═════ EXTRACT

Carol the Coach: Developing Emotional IQ in Your Child

I recently had a seven-year-old in my office who was listening to her father's conversations about the mistakes he had made in his life. She instantly looked up at her father with big blue eyes and said, “Daddy everybody makes mistakes, to make mistakes is human." I looked at her father and said, "Your daughter is an old soul, and on an emotional level is way beyond her years." I knew in part, that his daughter's emotional IQ was a result of he and his wife's teachings. That is the beautiful thing about parenting is that YOU can help your child to develop their emotional IQ.

 

Emotional IQ is different from intellectual IQ. Emotional IQ is the ability for a child to process and to know their feelings and the feelings of others. If they have high emotional IQ, that child will intuitively know and will be able to understand other people emotionally and relate to them accordingly.

 

This process develops naturally as children develop and mature. They experience life circumstances that teach them how to respond to others empathetically. This means they are able to put themselves in another person's shoes and know how they feel.  As children mature they get better at this and they oftentimes model their parents who do this with them and with others. That's where your training comes in because you can teach them how to imagine how another child might feel which increases your child's emotional IQ.

 

The best way to do this is to listen carefully for events that occur in your child's life.  As your child is sharing the story from his or her point of view you can say to your child, "Wow, I wonder how that made Tommy feel?” This simple question usually goes unanswered by your child and so then you need to probe until your child gives you an answer that might look like "I know Tommy felt sad when he was left out of the soccer game." 

 

Or if your child is frustrated with his sister because she continues to use his game boy you might say "I wonder why Stella wants so badly to play with your game boy?" If your son has difficulty answering this question you might throw out a couple of choices that might look like "Do you think she wants to be like her big brother?” Or do you think you've had so much fun with your game boy that she wants to have that much fun too? "

══════════
═════ LISTING

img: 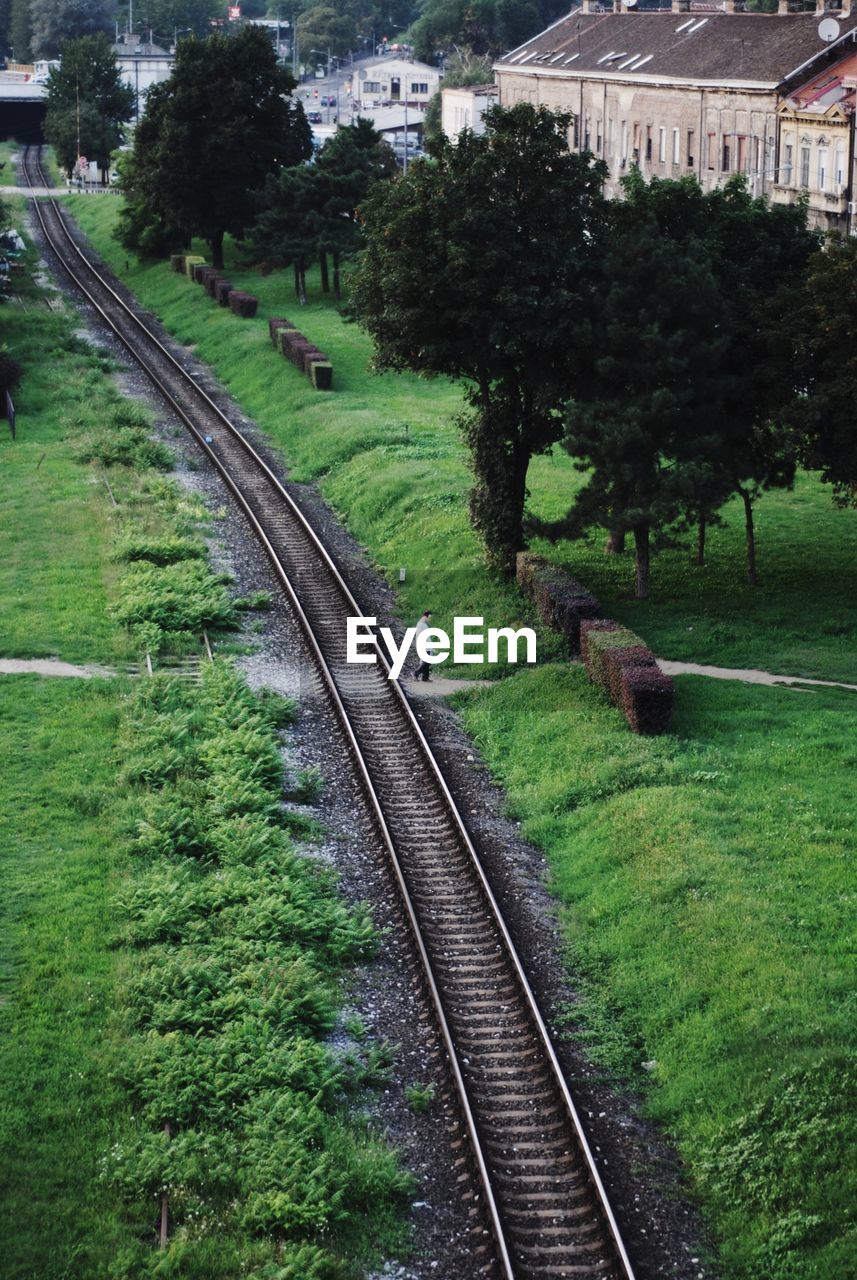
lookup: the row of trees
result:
[113,27,397,293]
[353,104,857,596]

══════════

> EXERCISE AIM: Transcribe the stretch of the emotional IQ text from "Emotional IQ is different" through "child's emotional IQ.".

> RESPONSE BELOW:
Emotional IQ is different from intellectual IQ. Emotional IQ is the ability for a child to process and to know their feelings and the feelings of others. If they have high emotional IQ, that child will intuitively know and will be able to understand other people emotionally and relate to them accordingly.

 

This process develops naturally as children develop and mature. They experience life circumstances that teach them how to respond to others empathetically. This means they are able to put themselves in another person's shoes and know how they feel.  As children mature they get better at this and they oftentimes model their parents who do this with them and with others. That's where your training comes in because you can teach them how to imagine how another child might feel which increases your child's emotional IQ.